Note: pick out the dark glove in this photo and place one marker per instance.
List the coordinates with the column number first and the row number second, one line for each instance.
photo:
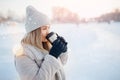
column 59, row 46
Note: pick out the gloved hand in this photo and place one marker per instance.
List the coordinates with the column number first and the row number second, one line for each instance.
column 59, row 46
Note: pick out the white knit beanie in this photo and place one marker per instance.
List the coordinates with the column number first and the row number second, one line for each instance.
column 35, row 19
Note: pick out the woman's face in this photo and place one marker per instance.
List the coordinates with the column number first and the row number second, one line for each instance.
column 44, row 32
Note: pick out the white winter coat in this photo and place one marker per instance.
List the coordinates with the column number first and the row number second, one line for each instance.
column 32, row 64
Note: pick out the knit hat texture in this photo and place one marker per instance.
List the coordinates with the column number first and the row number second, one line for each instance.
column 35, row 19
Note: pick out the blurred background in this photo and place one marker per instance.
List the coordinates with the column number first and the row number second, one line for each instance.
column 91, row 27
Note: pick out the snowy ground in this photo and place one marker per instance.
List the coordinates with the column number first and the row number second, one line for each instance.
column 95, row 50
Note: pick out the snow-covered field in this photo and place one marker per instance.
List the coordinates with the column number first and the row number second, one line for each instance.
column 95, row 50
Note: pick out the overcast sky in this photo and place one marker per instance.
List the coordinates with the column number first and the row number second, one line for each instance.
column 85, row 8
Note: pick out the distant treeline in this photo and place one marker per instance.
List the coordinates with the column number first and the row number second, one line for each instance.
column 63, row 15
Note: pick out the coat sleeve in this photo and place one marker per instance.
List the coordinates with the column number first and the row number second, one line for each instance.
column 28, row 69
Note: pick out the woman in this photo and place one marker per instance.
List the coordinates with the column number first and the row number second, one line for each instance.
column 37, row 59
· · ·
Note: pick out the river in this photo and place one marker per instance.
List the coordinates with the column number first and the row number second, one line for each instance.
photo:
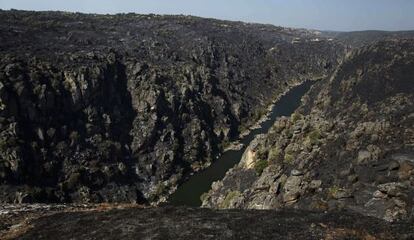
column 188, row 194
· · ·
Every line from the line containing "Note: pick out the knit" through the line containing "Note: pick out the blurred" in the records above must be retyped exactly. Leave out the rest.

▶ **ANSWER TO THE PROBLEM**:
Note: pick out the knit hat texture in this photo and place one marker per instance.
List the coordinates with the column number first and the row number second, one line for each instance.
column 35, row 19
Note: pick out the blurred background in this photo and place one marker per instance.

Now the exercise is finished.